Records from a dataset

+===+

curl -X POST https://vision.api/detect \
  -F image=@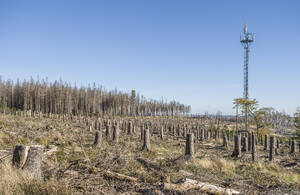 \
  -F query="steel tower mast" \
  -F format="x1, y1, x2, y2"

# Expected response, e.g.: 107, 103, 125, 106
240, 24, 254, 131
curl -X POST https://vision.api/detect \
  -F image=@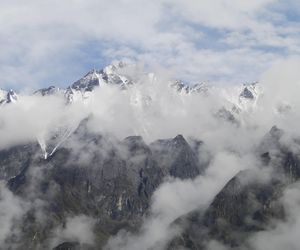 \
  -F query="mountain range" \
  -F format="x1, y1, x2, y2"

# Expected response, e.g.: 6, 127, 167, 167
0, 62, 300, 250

+===+

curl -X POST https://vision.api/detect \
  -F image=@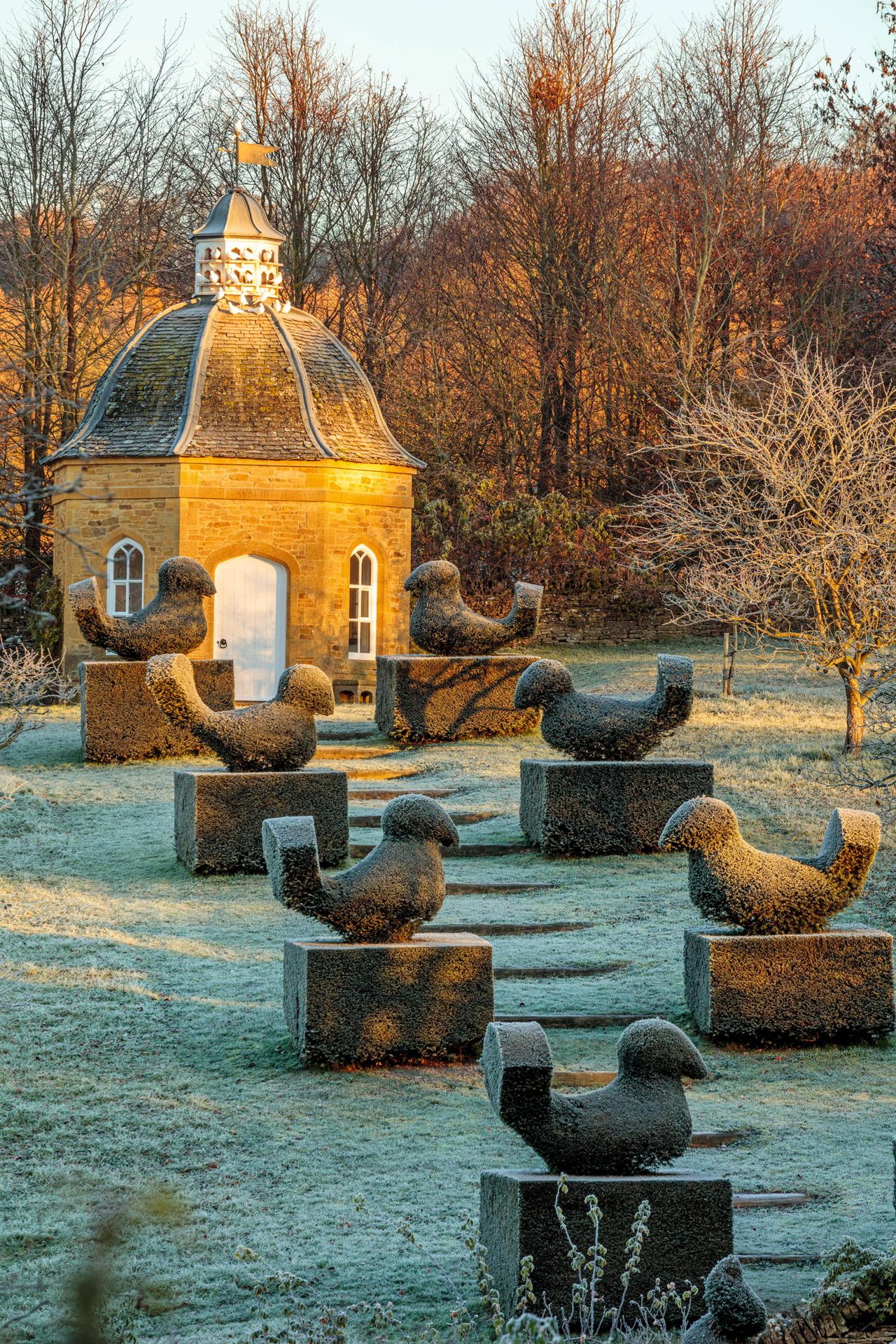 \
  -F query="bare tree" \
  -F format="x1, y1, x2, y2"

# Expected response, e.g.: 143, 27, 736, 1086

+===+

_Task objective_
Filter the records above down to the lines that contain the string "query", matching case exactly, and copy each of those lines.

_Task result_
  -F query="steel tower mast" \
  -F query="mountain range" \
  -F query="bare tree" \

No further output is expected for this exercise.